À Bristol, la famille découvre ce que sont les monnaies locales. Là où le film est assez technique, les auteurs utilisent une histoire assez connue : celle de naufragés qui échouent dans une île déserte. Doués de compétences différentes, ils organisent un système de production et d’échange basé sur le troc. Arrive un autre naufragé, banquier, qui parvient à les convaincre que la monnaie peut être un moyen de faciliter les échanges : ils peuvent alors être différés dans le temps. Mais le tout est subordonné au fait que le banquier prête aux insulaires une monnaie qu’il a créée et dont il a le monopole, d’une part, et que, d’autre part, les emprunteurs doivent rembourser sans oublier de verser un intérêt en contrepartie du service rendu. La monnaie émise introduit un principe de rareté : il n’est pas permis d’en créer davantage, sous peine d’en diminuer la valeur. Mais on voit que si certains parviennent à rembourser, d’autres ne le peuvent pas : surendettés, ils finissent par être alors exclus du circuit économique. Mais surtout, le grand bénéficiaire est le banquier, puisqu’il s’approprie progressivement les biens des impécunieux, tout en s’enrichissant avec les intérêts versés par les autres, et se rend finalement rendu maître de l’ensemble du processus de décision politique, tandis que l’appauvrissement s’étend. Les insulaires finissent par en prendre conscience et à rejeter le système bancaire qui les asservit : le travail n’avait plus d’autre but que d’obtenir les moyens de faire face au remboursement des emprunts contractés. Ils gardent néanmoins le principe d’une monnaie, mais dont ils gardent la maîtrise entière et sans versement d’un intérêt. Les monnaies locales fonctionnent sur cette idée, dans un secteur géographique déterminé, ce qui permet de maintenir l’activité économique localement : les emplois sont de ce fait aussi mieux protégés. La monnaie nationale est utilisée pour acheter d’autres biens et services. Il y a donc complémentarité entre les deux systèmes, ce qui assure une meilleure diversité [3] et renforce la démocratie.

C’est cet approfondissement qui est également recherché par Elango, l’ancien maire de Kuttambakkam, en Inde. Il a créé des assemblées de citoyens, associées aux projets concernant la communauté des habitants. Les décisions prises, elles sont mises en œuvre par tout le monde. En outre, un système de micro-crédit est instauré, sans intérêt, ce qui a permis aux femmes, notamment, de parvenir à une certaine émancipation. Enfin, Elango a favorisé le rapprochement entre castes, avec l’édification d’un quartier mixte construit par ses futurs habitants.

[Étiquettes des points d'objet]
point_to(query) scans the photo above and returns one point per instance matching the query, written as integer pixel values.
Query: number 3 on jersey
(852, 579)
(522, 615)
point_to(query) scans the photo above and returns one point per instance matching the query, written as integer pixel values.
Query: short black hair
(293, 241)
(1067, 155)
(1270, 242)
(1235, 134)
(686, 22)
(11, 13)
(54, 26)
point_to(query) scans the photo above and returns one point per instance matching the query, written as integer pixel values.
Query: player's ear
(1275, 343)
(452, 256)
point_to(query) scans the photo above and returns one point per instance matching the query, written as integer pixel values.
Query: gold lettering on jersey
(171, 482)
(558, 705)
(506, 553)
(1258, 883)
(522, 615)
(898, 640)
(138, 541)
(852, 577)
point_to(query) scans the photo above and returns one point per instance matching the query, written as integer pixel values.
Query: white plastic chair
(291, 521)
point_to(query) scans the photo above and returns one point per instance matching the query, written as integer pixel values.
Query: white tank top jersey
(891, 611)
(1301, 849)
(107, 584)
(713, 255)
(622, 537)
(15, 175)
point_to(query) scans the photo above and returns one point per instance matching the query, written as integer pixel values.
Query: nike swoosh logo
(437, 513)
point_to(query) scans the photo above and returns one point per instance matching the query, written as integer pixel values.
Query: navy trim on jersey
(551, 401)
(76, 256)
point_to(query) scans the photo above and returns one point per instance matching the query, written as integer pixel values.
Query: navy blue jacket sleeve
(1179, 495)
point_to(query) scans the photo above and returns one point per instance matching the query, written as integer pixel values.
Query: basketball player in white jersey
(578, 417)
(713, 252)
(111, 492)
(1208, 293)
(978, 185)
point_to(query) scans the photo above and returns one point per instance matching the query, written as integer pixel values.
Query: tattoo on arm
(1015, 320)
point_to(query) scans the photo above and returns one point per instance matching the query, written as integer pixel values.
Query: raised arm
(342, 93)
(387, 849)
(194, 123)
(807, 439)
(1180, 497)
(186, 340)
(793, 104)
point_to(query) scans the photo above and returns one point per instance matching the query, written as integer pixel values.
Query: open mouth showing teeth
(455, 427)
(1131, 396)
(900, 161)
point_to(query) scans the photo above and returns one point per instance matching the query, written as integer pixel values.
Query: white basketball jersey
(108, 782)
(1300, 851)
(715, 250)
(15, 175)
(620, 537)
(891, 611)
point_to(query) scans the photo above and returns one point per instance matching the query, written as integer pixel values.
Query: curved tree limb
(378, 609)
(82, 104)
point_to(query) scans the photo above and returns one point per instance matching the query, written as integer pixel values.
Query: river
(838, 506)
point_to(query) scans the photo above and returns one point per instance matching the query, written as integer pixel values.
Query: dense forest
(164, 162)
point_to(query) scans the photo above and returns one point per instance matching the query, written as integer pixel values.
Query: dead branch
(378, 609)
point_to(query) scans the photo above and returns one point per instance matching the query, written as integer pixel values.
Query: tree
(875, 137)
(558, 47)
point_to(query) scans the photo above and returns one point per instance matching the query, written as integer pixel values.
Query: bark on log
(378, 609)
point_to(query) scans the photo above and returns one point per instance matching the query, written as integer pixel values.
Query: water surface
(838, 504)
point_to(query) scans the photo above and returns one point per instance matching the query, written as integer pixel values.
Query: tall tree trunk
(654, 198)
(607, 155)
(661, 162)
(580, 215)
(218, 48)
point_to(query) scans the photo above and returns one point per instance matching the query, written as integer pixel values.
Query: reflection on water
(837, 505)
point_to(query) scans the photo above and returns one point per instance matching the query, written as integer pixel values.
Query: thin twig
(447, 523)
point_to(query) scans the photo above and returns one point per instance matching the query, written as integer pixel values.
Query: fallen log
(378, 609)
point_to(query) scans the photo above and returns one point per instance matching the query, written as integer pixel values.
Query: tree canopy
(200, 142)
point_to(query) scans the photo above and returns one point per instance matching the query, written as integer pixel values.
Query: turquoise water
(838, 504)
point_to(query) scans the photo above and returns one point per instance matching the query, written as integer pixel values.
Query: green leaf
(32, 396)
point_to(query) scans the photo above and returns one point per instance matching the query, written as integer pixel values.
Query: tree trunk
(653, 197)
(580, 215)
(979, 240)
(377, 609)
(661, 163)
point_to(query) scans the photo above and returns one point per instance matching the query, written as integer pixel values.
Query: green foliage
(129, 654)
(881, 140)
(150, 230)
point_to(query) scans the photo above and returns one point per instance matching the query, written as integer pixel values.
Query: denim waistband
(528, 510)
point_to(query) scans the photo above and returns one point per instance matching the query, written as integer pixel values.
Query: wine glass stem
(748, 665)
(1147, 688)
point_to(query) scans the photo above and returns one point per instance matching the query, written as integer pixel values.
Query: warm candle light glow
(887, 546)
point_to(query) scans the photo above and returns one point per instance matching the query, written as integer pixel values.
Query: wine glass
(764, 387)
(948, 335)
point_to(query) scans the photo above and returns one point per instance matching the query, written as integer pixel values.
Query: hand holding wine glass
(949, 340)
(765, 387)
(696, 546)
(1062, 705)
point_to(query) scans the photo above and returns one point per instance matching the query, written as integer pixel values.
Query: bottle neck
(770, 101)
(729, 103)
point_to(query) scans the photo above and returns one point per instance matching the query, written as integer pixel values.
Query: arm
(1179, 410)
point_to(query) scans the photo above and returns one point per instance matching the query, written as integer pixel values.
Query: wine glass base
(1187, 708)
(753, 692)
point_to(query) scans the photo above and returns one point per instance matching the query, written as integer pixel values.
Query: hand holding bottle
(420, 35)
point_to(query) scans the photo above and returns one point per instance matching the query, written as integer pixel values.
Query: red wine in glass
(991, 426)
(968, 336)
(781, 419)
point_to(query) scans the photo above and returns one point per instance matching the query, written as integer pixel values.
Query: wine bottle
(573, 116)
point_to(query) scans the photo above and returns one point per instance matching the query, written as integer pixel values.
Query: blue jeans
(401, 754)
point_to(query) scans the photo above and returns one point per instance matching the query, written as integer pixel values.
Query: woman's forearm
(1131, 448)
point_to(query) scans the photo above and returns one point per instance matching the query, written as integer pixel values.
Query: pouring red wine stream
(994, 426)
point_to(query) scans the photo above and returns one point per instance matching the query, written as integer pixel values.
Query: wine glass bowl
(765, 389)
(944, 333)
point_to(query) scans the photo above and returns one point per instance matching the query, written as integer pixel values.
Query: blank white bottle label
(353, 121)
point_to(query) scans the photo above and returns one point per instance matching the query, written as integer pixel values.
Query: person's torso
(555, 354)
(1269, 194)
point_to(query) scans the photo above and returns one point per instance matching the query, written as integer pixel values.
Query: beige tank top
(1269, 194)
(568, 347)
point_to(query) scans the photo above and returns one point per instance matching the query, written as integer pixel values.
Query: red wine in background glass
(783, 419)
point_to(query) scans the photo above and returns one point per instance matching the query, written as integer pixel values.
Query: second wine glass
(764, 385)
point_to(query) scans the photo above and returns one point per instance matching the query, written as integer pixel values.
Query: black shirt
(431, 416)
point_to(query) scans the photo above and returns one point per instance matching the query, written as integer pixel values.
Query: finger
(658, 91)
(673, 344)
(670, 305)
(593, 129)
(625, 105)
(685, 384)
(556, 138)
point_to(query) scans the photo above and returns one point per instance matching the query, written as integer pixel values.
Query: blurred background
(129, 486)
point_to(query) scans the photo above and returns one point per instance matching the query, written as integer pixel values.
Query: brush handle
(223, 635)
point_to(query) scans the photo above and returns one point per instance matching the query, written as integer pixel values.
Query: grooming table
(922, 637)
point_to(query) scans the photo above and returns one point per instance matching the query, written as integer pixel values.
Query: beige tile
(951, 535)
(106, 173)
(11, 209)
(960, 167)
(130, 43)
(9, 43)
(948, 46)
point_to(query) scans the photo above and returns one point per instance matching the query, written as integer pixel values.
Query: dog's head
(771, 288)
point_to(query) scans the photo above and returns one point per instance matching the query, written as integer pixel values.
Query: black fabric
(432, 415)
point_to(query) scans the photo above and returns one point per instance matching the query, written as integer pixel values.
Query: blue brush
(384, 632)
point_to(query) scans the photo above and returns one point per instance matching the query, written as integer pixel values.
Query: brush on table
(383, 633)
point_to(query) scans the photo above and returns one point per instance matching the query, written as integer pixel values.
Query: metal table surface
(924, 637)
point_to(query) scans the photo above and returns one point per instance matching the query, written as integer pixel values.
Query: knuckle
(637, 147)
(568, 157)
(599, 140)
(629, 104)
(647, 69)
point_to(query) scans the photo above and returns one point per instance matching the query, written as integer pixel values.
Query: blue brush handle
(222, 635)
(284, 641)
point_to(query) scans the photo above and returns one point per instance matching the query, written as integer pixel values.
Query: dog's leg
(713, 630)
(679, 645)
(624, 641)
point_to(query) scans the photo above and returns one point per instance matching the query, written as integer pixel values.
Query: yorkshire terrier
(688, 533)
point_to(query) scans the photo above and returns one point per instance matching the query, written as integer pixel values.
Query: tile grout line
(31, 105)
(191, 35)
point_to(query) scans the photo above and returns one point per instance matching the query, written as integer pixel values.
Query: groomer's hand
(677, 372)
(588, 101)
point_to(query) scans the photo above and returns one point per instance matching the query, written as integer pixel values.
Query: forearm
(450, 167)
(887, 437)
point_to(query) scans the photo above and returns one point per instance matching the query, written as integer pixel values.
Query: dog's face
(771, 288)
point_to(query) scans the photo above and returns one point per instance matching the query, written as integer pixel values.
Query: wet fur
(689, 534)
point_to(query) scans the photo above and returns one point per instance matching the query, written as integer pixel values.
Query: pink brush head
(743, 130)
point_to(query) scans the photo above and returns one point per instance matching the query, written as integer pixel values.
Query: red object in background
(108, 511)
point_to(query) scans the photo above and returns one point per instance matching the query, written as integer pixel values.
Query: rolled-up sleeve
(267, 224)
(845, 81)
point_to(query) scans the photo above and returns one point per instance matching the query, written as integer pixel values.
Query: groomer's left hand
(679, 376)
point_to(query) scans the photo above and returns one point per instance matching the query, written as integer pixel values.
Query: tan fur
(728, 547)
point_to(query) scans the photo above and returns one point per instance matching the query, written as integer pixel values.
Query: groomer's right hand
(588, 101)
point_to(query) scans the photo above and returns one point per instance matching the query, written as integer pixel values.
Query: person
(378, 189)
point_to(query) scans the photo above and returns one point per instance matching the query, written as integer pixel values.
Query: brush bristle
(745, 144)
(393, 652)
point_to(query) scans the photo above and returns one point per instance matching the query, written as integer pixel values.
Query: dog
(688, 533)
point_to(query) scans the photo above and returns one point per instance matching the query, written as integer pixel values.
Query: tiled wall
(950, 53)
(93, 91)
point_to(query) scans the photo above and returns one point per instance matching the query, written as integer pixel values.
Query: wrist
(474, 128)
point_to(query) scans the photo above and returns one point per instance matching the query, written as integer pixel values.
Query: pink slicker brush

▶ _CONSIGNES_
1 - Répondez aux questions suivantes d'après l'extrait sur les monnaies locales.
(a) Dans quelle ville la famille découvre-t-elle les monnaies locales ?
(b) Quel métier exerce le naufragé qui arrive sur l'île ?
(c) De quelle localité Elango a-t-il été le maire ?
2 - Modifiez, s'il vous plaît, le passage de l'extrait sur les monnaies locales allant de « C’est cet approfondissement » à « ses futurs habitants. », en remplaçant « quartier mixte » par « quartier commun ».

▶ _RÉPONSES ATTENDUES_
1 -
(a) À Bristol.
(b) Il est banquier.
(c) De Kuttambakkam, en Inde.

2 -
C’est cet approfondissement qui est également recherché par Elango, l’ancien maire de Kuttambakkam, en Inde. Il a créé des assemblées de citoyens, associées aux projets concernant la communauté des habitants. Les décisions prises, elles sont mises en œuvre par tout le monde. En outre, un système de micro-crédit est instauré, sans intérêt, ce qui a permis aux femmes, notamment, de parvenir à une certaine émancipation. Enfin, Elango a favorisé le rapprochement entre castes, avec l’édification d’un quartier commun construit par ses futurs habitants.